▸ Source data
+ + + + +

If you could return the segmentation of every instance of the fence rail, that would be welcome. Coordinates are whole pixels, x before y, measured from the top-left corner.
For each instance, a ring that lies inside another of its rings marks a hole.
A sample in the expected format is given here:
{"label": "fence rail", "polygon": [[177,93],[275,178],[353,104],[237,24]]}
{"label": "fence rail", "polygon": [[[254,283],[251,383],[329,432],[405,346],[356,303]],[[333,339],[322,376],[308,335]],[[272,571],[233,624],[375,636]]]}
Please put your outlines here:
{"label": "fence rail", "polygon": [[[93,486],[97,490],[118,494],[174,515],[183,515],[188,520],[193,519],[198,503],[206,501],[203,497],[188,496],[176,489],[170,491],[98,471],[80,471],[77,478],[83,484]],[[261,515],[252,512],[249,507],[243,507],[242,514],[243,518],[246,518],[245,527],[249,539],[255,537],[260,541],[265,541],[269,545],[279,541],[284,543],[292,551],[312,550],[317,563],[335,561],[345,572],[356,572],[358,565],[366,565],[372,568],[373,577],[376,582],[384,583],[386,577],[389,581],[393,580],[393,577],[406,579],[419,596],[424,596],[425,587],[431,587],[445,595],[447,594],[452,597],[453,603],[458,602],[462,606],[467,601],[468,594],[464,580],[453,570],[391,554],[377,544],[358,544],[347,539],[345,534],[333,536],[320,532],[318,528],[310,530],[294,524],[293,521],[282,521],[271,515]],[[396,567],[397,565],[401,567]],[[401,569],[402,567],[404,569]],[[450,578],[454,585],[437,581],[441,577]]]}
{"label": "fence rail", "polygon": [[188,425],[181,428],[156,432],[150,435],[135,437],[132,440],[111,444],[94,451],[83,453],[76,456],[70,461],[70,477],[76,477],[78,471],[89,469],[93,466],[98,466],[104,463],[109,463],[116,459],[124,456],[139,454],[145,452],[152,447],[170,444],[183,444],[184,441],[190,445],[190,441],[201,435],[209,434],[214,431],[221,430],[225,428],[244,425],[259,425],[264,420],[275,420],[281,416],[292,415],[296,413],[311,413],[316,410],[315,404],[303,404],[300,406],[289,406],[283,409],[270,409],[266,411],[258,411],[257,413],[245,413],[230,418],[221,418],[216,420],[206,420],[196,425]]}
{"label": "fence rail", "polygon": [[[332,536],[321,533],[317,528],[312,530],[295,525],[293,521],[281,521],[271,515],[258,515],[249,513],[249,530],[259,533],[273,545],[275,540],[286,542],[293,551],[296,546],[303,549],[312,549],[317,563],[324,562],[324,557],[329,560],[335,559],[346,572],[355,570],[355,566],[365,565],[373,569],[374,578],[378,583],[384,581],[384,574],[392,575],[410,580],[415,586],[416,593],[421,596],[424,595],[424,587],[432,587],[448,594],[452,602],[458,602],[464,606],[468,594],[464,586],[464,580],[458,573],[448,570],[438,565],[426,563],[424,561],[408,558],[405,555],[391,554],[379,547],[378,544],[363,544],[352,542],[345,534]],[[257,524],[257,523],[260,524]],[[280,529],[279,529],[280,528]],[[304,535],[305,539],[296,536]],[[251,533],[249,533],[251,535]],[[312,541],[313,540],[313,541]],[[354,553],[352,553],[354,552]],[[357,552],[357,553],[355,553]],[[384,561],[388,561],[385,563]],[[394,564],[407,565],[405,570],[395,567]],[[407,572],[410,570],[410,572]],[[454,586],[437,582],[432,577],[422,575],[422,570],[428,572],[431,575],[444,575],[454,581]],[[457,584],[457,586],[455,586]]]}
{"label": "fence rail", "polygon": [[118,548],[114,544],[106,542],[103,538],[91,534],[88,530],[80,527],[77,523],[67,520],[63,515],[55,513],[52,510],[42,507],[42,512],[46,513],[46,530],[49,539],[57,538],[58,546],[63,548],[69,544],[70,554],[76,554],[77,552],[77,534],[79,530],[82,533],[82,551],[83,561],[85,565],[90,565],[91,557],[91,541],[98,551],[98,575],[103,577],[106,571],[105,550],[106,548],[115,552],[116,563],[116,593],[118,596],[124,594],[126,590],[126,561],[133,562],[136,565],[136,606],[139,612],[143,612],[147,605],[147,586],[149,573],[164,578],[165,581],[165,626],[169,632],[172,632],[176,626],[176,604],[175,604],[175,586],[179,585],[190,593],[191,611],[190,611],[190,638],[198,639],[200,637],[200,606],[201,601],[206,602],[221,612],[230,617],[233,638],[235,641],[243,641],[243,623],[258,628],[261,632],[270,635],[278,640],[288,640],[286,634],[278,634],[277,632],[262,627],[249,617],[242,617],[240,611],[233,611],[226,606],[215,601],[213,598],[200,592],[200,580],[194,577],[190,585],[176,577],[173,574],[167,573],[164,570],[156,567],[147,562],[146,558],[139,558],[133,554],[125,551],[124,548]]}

+ + + + +

▸ The request
Reproduce all of the records above verbatim, keeping every line and character unchanged.

▸ Output of the exercise
If you could return the segmentation of every instance of the fence rail, that would be welcome. Coordinates are whole pixels, x before y, measured from the top-left corner.
For each instance, a ring that lies inside another of its rings marks a hole.
A sample in the expected format is given here:
{"label": "fence rail", "polygon": [[177,93],[275,178],[353,104],[237,24]]}
{"label": "fence rail", "polygon": [[[254,283],[251,383],[329,432],[405,346],[356,303]],[[333,339],[322,376],[308,335]],[[272,571],[233,624],[375,636]]]}
Please put your outlines here:
{"label": "fence rail", "polygon": [[[93,486],[97,490],[118,494],[174,515],[183,515],[188,520],[193,519],[198,503],[206,501],[203,497],[188,496],[176,489],[170,491],[98,471],[80,471],[77,478],[83,484]],[[261,515],[252,512],[249,507],[243,507],[242,514],[243,518],[246,518],[245,527],[249,539],[255,537],[260,541],[265,541],[269,545],[279,541],[284,543],[292,551],[312,550],[317,563],[335,561],[345,572],[356,572],[358,565],[366,565],[372,568],[373,577],[376,582],[384,583],[386,577],[389,581],[393,580],[393,577],[406,579],[419,596],[424,596],[425,587],[431,587],[445,595],[447,594],[452,597],[453,603],[458,602],[462,606],[467,601],[468,594],[464,580],[453,570],[391,554],[377,544],[358,544],[347,539],[345,534],[333,536],[320,532],[318,528],[310,530],[294,524],[293,521],[282,521],[271,515]],[[396,567],[397,565],[401,567]],[[401,569],[402,567],[404,569]],[[450,578],[454,585],[437,581],[441,577]]]}
{"label": "fence rail", "polygon": [[188,425],[181,428],[156,432],[150,435],[135,437],[132,440],[111,444],[94,451],[83,453],[76,456],[70,461],[70,477],[76,477],[78,471],[89,469],[93,466],[98,466],[104,463],[109,463],[116,459],[124,456],[139,454],[145,452],[152,447],[170,444],[183,444],[184,441],[190,445],[190,441],[201,435],[209,434],[214,431],[221,430],[225,428],[244,425],[259,425],[264,420],[275,420],[281,416],[292,415],[296,413],[311,413],[316,410],[315,404],[303,404],[300,406],[289,406],[283,409],[270,409],[266,411],[258,411],[257,413],[245,413],[230,418],[221,418],[216,420],[206,420],[196,425]]}
{"label": "fence rail", "polygon": [[[332,536],[321,533],[317,528],[312,530],[295,525],[293,521],[281,521],[271,515],[258,515],[249,513],[249,530],[259,533],[273,545],[275,540],[286,542],[293,551],[296,546],[303,549],[312,549],[317,563],[324,562],[324,557],[329,560],[335,559],[346,572],[355,570],[355,566],[365,565],[373,569],[374,578],[378,583],[384,581],[384,574],[392,575],[410,580],[415,586],[416,593],[421,596],[424,595],[424,587],[432,587],[448,594],[452,602],[458,602],[464,606],[468,594],[464,586],[464,580],[458,573],[448,570],[438,565],[426,563],[424,561],[408,558],[405,555],[391,554],[379,547],[378,544],[363,544],[352,542],[345,534]],[[257,524],[257,523],[260,524]],[[280,529],[279,529],[280,528]],[[304,535],[305,539],[296,536]],[[251,533],[249,533],[251,535]],[[312,541],[313,540],[313,541]],[[354,553],[352,553],[354,552]],[[357,552],[357,553],[355,553]],[[384,561],[388,561],[385,563]],[[394,564],[407,565],[405,570],[395,567]],[[407,572],[410,570],[410,572]],[[454,586],[437,582],[432,577],[422,575],[422,570],[428,572],[431,575],[444,575],[454,581]],[[457,584],[457,586],[455,586]]]}
{"label": "fence rail", "polygon": [[118,548],[114,544],[106,542],[103,538],[91,534],[88,530],[80,527],[77,523],[67,520],[63,515],[55,513],[52,510],[42,507],[42,512],[46,513],[46,530],[49,539],[57,538],[58,546],[63,548],[69,544],[70,554],[76,554],[77,552],[77,534],[79,530],[82,533],[82,551],[83,561],[85,565],[90,565],[91,557],[91,541],[98,551],[98,575],[103,577],[106,571],[105,550],[106,548],[115,552],[116,563],[116,593],[118,596],[124,594],[126,590],[126,561],[133,562],[136,565],[136,606],[139,612],[143,612],[147,605],[147,586],[149,573],[164,578],[165,581],[165,626],[169,632],[172,632],[176,626],[176,604],[175,604],[175,586],[179,585],[190,593],[191,611],[190,611],[190,638],[198,639],[200,637],[200,606],[201,601],[206,602],[221,612],[230,617],[233,638],[235,641],[243,641],[243,623],[258,628],[261,632],[270,635],[278,640],[288,640],[286,634],[278,634],[277,632],[262,627],[249,617],[242,617],[240,611],[233,611],[226,606],[215,601],[213,598],[200,592],[200,580],[194,577],[190,585],[176,577],[173,574],[167,573],[164,570],[156,567],[147,562],[146,558],[139,558],[133,554],[125,551],[124,548]]}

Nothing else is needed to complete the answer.